SUPPLIED DATA Block Start
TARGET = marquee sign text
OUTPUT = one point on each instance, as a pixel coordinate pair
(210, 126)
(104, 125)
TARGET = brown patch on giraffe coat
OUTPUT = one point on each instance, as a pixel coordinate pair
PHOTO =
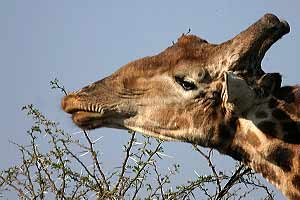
SUPPLIED DATA Block End
• _AIM OF THE EXERCISE_: Find the lines in the records that include the string "TARGET", and reply with how many there are, nothing more.

• _ANSWER FOR THIS EXERCISE_: 2